▶ Short exercise a
Which lines in the listing below contain the word "lawn"? Pull out each of those lines and copy it.

▶ Text excerpt
****

It’s really hard to be a good board member. I’ve tried many times, and if you’re honest with yourself, the whole dynamic is incredibly difficult. Most people underestimate the challenges of being a functional board member and assume they’re the right person for the job. Spoiler alert: that’s often a misinterpretation of our own position, role, rights, and duties, as well as our strengths, weaknesses, fears, and superpowers when it comes to founders.
As for me, before we break it down, I’ll make a long story short: I’m great at striking the right chord in a short period of time, but I will never be a great board member.
Most investors believe their money, experience, and questions add value. Sometimes they do. But more often than not, they just get in the way. There’s a fundamental difference between being an investor and being part of governance, if you don’t get that right, the company will suffer.
Investors : Your Job Is Not to Manage, It’s to Support
As an investor, you back a startup because you believe in the founders. You believe they have what it takes to execute, to learn, to adjust. Your money is a bet on their ability to figure it out, not an excuse to micromanage them or address your fears.
Your role…
• Stay informed: Read the updates, ask the right questions, challenge when necessary, but from a place of constructive curiosity, not control or fear.
• Be available: When a founder calls, you pick up. You help when asked, not when your ego tells you to.
• Know your limits: You don’t run the company. You don’t make the decisions. The founder does.
The best investors understand this instinctively. The worst ones don’t. They confuse access with authority and think writing a check gives them a seat at the decision-making table. It doesn’t.
Here’s a classic mistake: An investor gets excited about their portfolio company’s hiring plan. They start pushing for a big-name CFO, maybe a senior VP from a FAANG company. On paper, great. In reality? A disaster. The startup isn’t ready for that profile, and worse, the founder wastes three months trying to make it work just to keep the investor happy. That’s what bad investment behavior looks like, well-intentioned but totally off-track.
Governance : The Invisible Hand That Can Make or Break a Startup
Now, governance is a different beast. If you’re on the board, your job is not to run the company, it’s to make sure it can be run well.
That means:
1. Setting up the right structure: Who’s on the board? How often do you meet? How do you resolve conflicts?
2. Creating an environment where hard conversations happen: No politics, no bullshit. Just real talk.
3. Holding people accountable: The founder executes, the board supports, but when things go off the rails, the board needs to step in fast and effectively.
The best governance setups are boring. They’re efficient, clear, and low-maintenance. The worst ones are absolute chaos. Few people poorly selected just because they wrote the largest check in the company. Or too many people, endless debates, decisions stuck in limbo because no one wants to take responsibility.

****

▶ Record set
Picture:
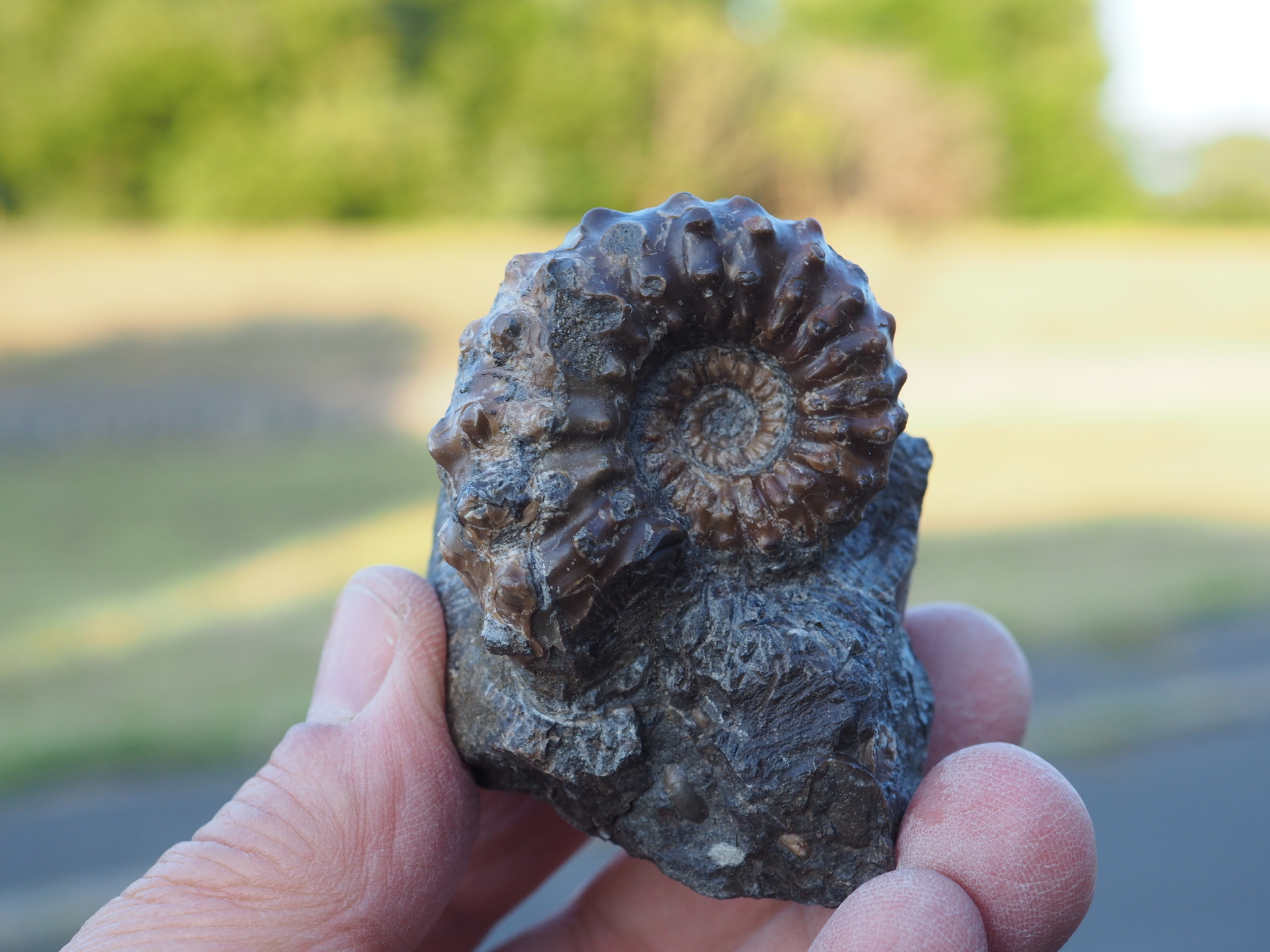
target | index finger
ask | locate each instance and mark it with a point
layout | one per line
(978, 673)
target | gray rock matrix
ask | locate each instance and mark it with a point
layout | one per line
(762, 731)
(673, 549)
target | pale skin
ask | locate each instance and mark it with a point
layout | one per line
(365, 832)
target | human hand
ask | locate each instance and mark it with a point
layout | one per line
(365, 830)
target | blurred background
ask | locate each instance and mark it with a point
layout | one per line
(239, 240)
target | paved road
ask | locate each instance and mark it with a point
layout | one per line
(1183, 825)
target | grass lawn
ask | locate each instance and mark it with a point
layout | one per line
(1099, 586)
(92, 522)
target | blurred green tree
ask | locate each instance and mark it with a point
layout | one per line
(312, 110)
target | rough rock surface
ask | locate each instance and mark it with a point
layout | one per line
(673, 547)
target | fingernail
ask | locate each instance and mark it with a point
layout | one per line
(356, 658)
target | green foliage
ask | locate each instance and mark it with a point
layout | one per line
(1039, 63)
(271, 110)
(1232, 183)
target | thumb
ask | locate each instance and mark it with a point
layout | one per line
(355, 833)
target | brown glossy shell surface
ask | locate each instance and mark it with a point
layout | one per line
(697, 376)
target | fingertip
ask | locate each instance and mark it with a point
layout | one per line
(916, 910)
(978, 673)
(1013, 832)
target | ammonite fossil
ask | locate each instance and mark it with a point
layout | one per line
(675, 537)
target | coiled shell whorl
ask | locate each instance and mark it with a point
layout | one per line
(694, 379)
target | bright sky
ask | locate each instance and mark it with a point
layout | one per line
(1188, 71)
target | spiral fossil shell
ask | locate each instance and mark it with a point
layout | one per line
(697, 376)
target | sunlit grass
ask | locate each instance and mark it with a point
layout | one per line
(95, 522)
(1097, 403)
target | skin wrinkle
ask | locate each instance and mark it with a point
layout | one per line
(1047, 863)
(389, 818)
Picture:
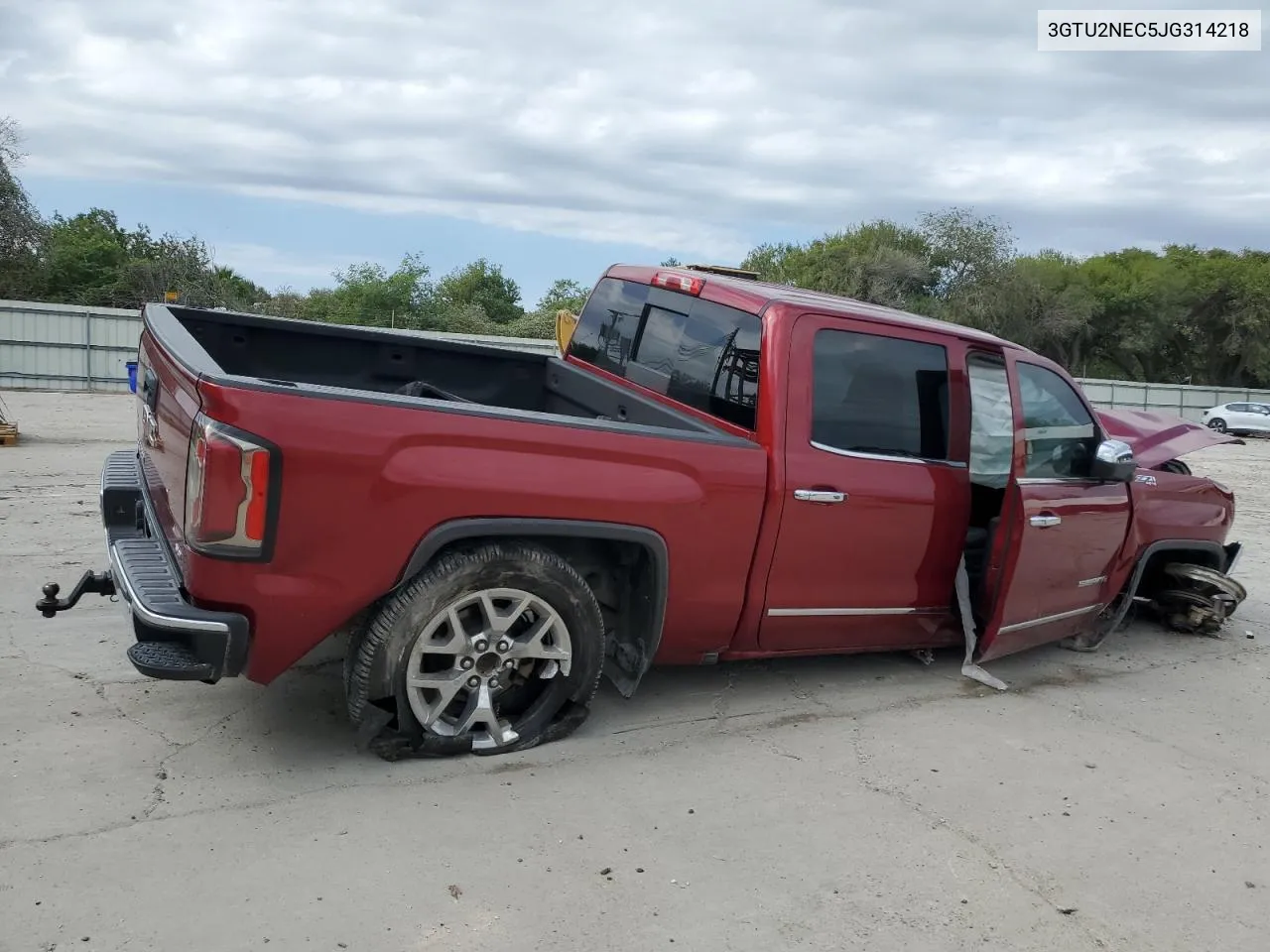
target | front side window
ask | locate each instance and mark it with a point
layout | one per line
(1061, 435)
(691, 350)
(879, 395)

****

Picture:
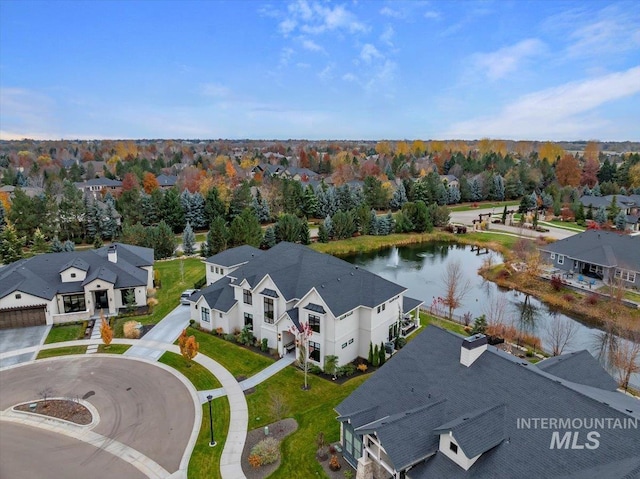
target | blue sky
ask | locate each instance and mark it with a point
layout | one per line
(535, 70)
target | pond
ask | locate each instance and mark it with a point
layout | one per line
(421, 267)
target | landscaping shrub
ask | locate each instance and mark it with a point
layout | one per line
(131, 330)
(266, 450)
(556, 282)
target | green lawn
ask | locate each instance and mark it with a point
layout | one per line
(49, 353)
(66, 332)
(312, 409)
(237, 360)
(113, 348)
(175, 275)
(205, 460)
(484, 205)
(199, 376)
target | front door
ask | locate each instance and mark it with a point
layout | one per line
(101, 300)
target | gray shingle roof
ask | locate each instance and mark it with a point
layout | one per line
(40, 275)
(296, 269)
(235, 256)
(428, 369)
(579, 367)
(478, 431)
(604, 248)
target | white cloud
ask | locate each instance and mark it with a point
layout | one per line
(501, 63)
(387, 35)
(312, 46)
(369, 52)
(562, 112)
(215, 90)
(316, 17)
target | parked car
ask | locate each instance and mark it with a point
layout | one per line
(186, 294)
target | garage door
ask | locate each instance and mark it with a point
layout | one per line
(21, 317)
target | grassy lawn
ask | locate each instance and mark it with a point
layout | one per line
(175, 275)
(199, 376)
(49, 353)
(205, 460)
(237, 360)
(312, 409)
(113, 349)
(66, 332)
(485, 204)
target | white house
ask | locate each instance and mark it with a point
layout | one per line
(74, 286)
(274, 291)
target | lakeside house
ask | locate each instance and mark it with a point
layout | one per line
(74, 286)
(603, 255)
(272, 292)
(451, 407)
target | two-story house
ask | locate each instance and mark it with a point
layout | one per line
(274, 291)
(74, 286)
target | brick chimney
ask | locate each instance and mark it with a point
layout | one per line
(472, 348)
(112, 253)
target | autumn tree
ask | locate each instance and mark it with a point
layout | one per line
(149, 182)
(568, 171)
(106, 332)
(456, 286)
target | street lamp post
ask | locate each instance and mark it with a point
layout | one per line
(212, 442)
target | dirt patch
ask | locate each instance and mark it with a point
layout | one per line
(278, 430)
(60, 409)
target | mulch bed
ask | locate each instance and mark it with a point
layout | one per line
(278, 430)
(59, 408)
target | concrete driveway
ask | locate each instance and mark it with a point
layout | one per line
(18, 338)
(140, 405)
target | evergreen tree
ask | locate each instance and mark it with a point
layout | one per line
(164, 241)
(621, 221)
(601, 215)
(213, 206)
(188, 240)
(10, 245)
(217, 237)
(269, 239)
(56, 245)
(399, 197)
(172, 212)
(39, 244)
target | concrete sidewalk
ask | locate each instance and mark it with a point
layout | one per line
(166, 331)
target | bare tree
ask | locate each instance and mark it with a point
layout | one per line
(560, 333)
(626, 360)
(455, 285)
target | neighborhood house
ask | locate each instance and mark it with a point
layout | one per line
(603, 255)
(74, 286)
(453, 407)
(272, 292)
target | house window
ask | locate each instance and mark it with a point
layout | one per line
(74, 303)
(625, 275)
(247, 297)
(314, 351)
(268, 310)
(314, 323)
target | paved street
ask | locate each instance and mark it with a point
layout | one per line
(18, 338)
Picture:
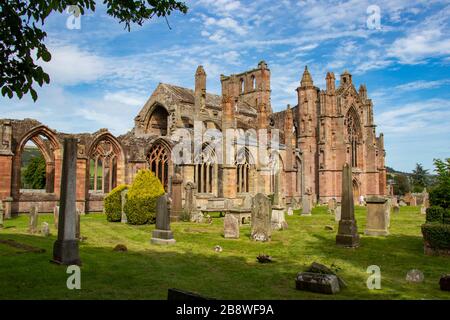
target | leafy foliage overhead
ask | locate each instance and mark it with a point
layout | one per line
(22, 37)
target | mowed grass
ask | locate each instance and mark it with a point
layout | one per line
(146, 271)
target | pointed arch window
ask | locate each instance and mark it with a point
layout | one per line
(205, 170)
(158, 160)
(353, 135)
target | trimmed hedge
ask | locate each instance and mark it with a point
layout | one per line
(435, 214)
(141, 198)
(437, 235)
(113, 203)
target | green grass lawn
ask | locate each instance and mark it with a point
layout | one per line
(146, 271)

****

▶ Short exercise b
What comes next in the essay on investors and startup boards above? Continue it from its final sentence.

▶ Written reply a
target | grass lawn
target | green lawn
target | grassy lawn
target | green grass lawn

▶ Written reply b
Take an example from a startup I worked with. The board was a mess, four investors, all with different agendas. One wanted aggressive growth, another was obsessed with profitability, the third just wanted to protect their equity, and the fourth barely understood the business. Every board meeting was a war zone. The founder spent more time managing investor politics than running the company.
Eventually, they cleaned it up, cut the board down to three key people, put in clear decision-making rules, and changed the format of meetings to focus on clarity and action, not debate and drama. Suddenly, things moved again.
Board Governance ? Forget It Until You’re Big Enough
One of the biggest mistakes early-stage founders make is setting up formal governance too early. Let’s be real ! before you reach a certain size, a formal board is useless. It’s too slow, too rigid, and too bureaucratic for the speed at which a startup needs to operate.
Those get together every few weeks in order to keep a certain rhythm, mostly useless too if it’s not the right people around the table, the experts that really make things move.
At the seed or Series A stage, what you need is fluidity, fast decision-making, and direct conversations. You don’t need a structured board with committees, votes, or overcomplicated reporting. You need the right people around the table, at the right moments, helping you make the right calls.
When does formal governance start making sense ?
• When you have real revenues, a proper executive team, and a business that isn’t just running on sheer founder hustle.
• When decisions start affecting hundreds of people, not just a small core team.
• When the complexity of the company demands structured accountability.
Before that ? Governance should be a conversation, not a process.
Most Investors Are Terrible Board Members,
Another harsh truth: Most investors are not fit to be board members. Just because someone writes a big check doesn’t mean they belong in the governance of your company.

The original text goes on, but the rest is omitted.